## Working data
::::

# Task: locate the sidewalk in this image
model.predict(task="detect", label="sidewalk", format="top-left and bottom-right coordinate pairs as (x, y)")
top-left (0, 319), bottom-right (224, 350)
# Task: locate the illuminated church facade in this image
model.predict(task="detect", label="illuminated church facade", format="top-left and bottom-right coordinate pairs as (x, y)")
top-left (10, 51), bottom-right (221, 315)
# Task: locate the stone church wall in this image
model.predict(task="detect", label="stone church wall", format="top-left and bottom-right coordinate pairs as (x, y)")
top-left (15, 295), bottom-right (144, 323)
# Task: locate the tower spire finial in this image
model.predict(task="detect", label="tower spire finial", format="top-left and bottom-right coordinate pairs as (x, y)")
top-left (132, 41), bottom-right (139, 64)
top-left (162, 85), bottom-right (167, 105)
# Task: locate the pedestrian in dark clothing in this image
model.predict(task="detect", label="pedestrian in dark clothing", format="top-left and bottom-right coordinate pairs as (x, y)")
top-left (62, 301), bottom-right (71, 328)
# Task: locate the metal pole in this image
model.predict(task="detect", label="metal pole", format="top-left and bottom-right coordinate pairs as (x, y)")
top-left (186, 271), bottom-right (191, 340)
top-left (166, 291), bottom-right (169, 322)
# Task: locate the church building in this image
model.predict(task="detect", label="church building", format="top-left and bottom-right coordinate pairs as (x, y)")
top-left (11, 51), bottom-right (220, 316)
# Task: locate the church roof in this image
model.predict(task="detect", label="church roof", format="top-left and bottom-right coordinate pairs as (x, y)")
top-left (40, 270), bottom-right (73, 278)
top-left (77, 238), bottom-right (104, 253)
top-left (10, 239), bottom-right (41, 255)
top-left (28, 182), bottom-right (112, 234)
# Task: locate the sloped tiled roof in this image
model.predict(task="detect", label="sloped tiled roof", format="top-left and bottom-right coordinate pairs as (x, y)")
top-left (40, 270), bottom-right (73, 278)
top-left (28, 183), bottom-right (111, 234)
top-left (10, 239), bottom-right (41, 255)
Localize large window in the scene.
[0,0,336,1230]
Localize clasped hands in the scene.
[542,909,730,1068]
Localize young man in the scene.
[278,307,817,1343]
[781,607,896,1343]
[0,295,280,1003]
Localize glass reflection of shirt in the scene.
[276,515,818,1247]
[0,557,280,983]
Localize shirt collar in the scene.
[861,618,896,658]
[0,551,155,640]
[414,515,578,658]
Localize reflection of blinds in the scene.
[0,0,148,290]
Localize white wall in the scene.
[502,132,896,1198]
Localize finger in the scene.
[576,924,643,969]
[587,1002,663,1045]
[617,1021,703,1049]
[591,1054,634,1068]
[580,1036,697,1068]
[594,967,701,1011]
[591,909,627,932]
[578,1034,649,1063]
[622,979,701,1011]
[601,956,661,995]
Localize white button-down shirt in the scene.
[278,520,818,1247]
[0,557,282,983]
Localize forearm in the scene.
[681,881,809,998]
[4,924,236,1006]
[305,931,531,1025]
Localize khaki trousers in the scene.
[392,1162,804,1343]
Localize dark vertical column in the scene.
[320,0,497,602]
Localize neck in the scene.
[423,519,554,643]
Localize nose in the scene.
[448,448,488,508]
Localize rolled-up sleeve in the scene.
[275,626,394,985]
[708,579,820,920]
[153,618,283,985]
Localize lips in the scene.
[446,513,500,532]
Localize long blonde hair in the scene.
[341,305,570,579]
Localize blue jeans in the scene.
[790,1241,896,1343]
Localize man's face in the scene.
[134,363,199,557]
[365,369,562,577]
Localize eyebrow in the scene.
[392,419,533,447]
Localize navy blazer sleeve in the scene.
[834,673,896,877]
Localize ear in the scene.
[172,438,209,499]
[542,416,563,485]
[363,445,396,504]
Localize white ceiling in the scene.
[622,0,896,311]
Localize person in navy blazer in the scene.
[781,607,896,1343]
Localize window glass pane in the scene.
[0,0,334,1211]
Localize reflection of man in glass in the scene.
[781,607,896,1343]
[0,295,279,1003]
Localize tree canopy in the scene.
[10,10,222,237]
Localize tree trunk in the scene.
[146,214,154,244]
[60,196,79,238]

::::

Put the lines of the entries, starting with the line that contains "Localize khaki trousers in the scene." and going on through the line that contains "[365,369,562,577]", into a Markdown table with the columns No. and Line. Number each row and leave out any blank lines.

| No. | Line |
|---|---|
| 1 | Localize khaki trousers in the scene. |
| 2 | [392,1162,804,1343] |
| 3 | Localize dark vertical column in the scene. |
| 4 | [320,0,497,602] |
| 5 | Localize neck in the scene. |
| 6 | [423,519,554,643] |
| 7 | Localize nose in the scene. |
| 8 | [448,448,488,508] |
| 9 | Localize rolled-up sleeve in the scene. |
| 10 | [275,626,394,985] |
| 11 | [708,579,820,920] |
| 12 | [153,618,283,985] |
| 13 | Localize lips in the scene. |
| 14 | [446,513,500,532] |
| 15 | Localize long blonde hair in the scene. |
| 16 | [341,305,570,579] |
| 17 | Localize blue jeans in the scene. |
| 18 | [790,1241,896,1343] |
| 19 | Localize man's face in the scene. |
| 20 | [134,363,199,557] |
| 21 | [365,369,562,577] |